■ TASK TO CARRY OUT:
Your task is to repeat all of the data exactly while excluding the pictures.

Dataset entries
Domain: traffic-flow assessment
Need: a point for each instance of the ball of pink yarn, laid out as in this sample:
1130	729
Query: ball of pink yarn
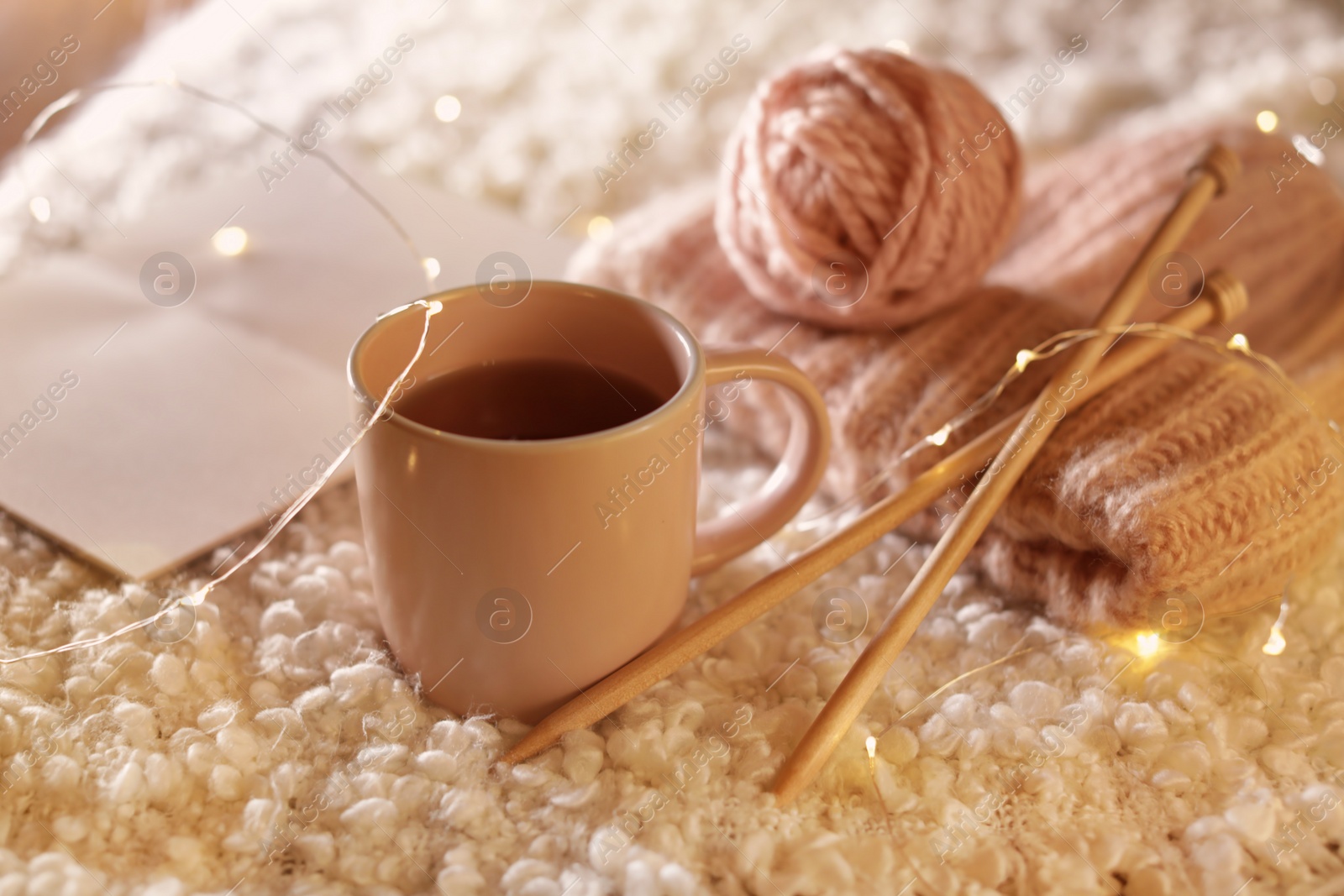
864	188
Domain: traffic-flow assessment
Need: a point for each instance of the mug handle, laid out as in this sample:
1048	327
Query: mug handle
795	479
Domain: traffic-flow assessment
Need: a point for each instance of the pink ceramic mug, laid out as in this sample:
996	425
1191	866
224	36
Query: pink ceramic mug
511	574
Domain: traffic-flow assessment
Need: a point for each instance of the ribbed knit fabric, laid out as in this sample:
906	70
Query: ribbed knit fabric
1184	477
1280	228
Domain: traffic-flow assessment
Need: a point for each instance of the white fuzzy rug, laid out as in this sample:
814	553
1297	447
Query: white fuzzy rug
1074	768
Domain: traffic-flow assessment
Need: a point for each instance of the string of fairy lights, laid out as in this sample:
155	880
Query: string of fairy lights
234	241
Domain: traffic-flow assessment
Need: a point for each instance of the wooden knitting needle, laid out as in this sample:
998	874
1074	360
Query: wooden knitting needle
1223	298
1213	176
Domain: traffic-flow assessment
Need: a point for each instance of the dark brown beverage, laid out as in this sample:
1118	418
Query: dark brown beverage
528	399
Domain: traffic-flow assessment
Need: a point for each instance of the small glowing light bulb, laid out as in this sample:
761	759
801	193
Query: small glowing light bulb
230	241
1147	645
448	107
1321	90
600	226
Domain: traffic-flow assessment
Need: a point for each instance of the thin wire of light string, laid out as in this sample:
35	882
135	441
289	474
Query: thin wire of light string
1048	348
81	94
198	595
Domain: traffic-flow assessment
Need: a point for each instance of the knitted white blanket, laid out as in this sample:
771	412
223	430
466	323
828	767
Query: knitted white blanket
277	748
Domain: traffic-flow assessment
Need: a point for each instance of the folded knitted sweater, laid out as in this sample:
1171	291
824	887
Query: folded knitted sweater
1200	473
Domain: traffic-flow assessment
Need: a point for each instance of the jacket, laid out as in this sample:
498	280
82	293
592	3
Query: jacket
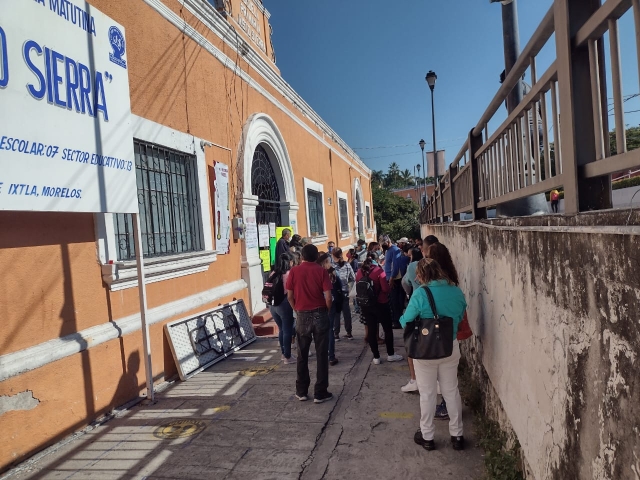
380	283
449	301
346	275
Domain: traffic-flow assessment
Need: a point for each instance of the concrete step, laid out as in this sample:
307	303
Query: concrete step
267	329
263	316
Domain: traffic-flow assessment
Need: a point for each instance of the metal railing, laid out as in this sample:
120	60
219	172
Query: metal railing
533	151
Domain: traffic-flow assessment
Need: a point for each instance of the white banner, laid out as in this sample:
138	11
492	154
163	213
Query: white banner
222	217
65	132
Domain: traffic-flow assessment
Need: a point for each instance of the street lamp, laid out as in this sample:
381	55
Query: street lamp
422	143
418	189
431	80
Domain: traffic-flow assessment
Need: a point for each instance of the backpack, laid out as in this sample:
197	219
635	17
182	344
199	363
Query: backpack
365	293
273	291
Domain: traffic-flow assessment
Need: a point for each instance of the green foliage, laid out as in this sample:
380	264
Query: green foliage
625	183
395	216
501	463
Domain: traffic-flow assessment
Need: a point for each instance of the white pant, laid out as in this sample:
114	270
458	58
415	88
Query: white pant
445	372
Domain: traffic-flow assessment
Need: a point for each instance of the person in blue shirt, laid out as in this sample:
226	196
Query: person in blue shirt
392	264
449	302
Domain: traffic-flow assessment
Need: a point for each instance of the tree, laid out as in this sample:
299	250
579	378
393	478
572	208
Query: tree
395	216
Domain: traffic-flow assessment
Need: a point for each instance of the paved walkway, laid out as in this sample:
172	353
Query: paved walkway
252	427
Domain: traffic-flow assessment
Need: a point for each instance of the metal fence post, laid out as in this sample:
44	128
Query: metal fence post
453	171
577	131
474	145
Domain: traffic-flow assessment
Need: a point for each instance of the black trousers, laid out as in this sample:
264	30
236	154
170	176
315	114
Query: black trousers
379	315
396	301
313	326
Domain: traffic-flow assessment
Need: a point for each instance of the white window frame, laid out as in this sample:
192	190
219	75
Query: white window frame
368	223
343	233
120	275
317	187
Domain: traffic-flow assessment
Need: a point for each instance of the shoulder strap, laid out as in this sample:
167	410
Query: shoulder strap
432	302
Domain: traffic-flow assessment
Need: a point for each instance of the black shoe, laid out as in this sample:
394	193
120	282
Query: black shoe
457	443
323	398
426	444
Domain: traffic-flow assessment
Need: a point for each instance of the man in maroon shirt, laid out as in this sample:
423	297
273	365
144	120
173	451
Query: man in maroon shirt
309	292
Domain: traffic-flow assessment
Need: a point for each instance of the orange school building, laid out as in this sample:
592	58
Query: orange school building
204	88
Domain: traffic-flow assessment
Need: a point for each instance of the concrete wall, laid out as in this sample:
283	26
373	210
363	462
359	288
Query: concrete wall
554	304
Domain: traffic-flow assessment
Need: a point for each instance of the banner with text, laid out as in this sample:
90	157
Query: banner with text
65	128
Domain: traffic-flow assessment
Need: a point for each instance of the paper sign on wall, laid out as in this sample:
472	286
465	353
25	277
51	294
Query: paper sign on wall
222	217
66	143
251	233
263	235
265	256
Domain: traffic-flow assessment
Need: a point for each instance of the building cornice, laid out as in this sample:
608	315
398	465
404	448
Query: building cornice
221	28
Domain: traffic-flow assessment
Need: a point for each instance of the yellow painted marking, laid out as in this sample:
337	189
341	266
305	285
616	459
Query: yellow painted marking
252	372
396	415
179	429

■ OUTPUT OF THE TASK:
Domain: traffic-flow assessment
Need: a point for each instance of the ball of pink yarn, laid out as in this sample:
1130	729
Query: ball of pink yarn
864	188
Domain: traffic-flow assessment
Need: a point for each instance of the mug handle, laid out as in this sample:
1048	327
Query: mug handle
795	479
Domain: traffic-flow assessment
Need: a point for each instance of the pink ceramic mug, laid out as in this sample:
996	425
1191	866
224	36
Query: pink ceramic mug
511	574
Domain: traffic-flow assessment
Need: a point for each instance of the ribbed knit fabric, laid out as in this sample:
906	70
Query: ribbed knit fabric
1184	477
1280	228
Domain: traffic-flow assessment
Need: a point for each instance of the white fuzzy rug, laid out as in this sample:
814	553
1297	447
Query: white fuzzy rug
1074	768
Domain: traffic-flow assessment
Need: a point for each instance of the string of fairy lights, laid out as in this sample:
155	880
Query: string of fairy lights
234	241
Domain: traffic-flow assessment
Need: a point for each instance of the wooden knitting needle, laid out as in this sample:
998	874
1074	360
Query: wooden knitting needle
1223	298
1213	176
Domain: traffic-flow assessment
Need: a point for each instance of the dark brown beverage, laid out as in this sample:
1118	418
Query: dark brown beverage
528	399
Domain: traffic-flow assessment
Need: a point for each instance of the small glowing light bulb, laid out as in this sample:
761	759
801	193
Query: small glowing light bulb
230	241
1147	645
448	107
1321	90
600	226
Domain: traffic-flow assessment
Need: a point for each instance of the thin wire of light string, laid out as in this sample:
35	882
135	441
289	474
Query: thin wire of light string
1048	348
81	94
198	595
Domain: traffic-flow assessment
Need: a point for each instance of the knitted white blanket, laid out as in this sample:
771	412
223	430
466	323
828	767
Query: knitted white blanket
277	748
Domain: traffic-flow assessment
Need: a point for each instance of the folded knitted sweater, laid out as in this sample:
1171	291
824	887
Query: folded knitted sweater
1200	473
Domain: traffic-flow assessment
Need: a point for each instance of the jacket, laid out as in this sample:
498	280
82	293
592	3
Query: jacket
380	283
449	301
346	275
Domain: traffic-flow assessment
Need: a point for each instance of the concrete step, laid out as in this sample:
307	303
Query: concrete step
267	329
263	316
Domain: traffic-flow assessment
Need: a point for each instance of the metal railing, laid out as in this sample:
120	60
219	172
Query: metal railing
533	151
Domain: traffic-flow assessment
Need: a point for each instance of the white banner, laid out as in this sample:
138	11
492	154
163	213
Query: white banner
222	217
65	132
Domain: traffic-flow assessment
Need: a point for each instance of the street lamp, laid out as in this sample:
381	55
Query: street lamp
422	143
418	189
431	80
Domain: traffic-flow assessment
Need: a point for each instance of the backpack, laid out as in this sample:
197	219
635	17
182	344
199	363
Query: backpack
365	293
273	291
Domain: traffic-flow assessment
Need: a point for each instance of the green foliage, laid out as in this sample:
380	264
Query: green foliage
625	183
395	216
501	463
Domain: traffic-flow assessment
Need: a point for each instance of the white pant, laid out as in this sample:
114	270
458	58
415	88
Query: white pant
445	372
Domain: traffic-flow assessment
Need: a point for each instance of the person in blue shirt, laid out as in this sample:
226	196
Query: person in blue shirt
392	264
449	302
Domain: traffic-flow assessment
Need: a point for each instance of the tree, laid out as in this sample:
299	250
579	378
393	478
572	208
Query: tree
395	216
Domain: traffic-flow assessment
Need: a point for each instance of the paved walkway, laid out as in this sample:
172	353
Query: paved walkway
252	427
Domain: traffic-flow assessment
Need: a point for each instance of the metal fence post, laid out as in this sample:
44	128
Query: metal fence post
453	171
577	131
474	145
Domain: traffic-flow assessment
Need: a point for each instance of the black trousers, laid out as in this sample:
264	30
236	154
170	176
315	114
Query: black trousers
379	315
396	301
313	326
Domain: traffic-flow assessment
Need: a point for each instance of the white window frame, laid out as in this sample:
192	190
219	75
Query: white window frame
368	223
343	233
120	275
317	187
Domain: traffic-flow assessment
Need: a point for each instance of the shoulder strap, laid out as in this sample:
167	410
Query: shoulder strap
432	302
Domain: traffic-flow assessment
Need: a point for each instance of the black shoe, laid out as in this sample:
394	193
120	282
Query: black shoe
457	443
323	398
426	444
Domain: traffic-flow assessment
Need: a point for each instance of the man in maroon shirt, laid out as in this sample:
423	297
273	365
144	120
173	451
Query: man in maroon shirt
309	292
Domain: traffic-flow assessment
Need: a point for each instance of the orange school building, laid out as in this sample:
592	58
Query: orange school building
204	88
Domain: traffic-flow assessment
Need: a point for each instance of the concrete wall, laid out as in this sample:
283	26
373	210
363	462
359	288
Query: concrete wall
554	304
Domain: traffic-flow assessment
Need: a point for each instance of the banner with text, laid out as in this sample:
90	157
Query: banner with text
65	128
Domain: traffic-flow assessment
Need: a point for each instance of the paper sign on wall, laid out as in this sample:
472	286
465	353
25	277
51	294
Query: paper sign on wall
222	217
66	143
251	233
263	235
265	256
Domain: traffic-flow assessment
Need: a point for each instance of the building cornice, laid out as in this sample:
608	315
398	465
404	448
Query: building cornice
221	28
Domain: traffic-flow assessment
Need: a point for each instance of the yellow painted marking, laid out as in this sample:
337	189
341	266
305	285
616	459
Query: yellow painted marking
252	372
396	415
179	429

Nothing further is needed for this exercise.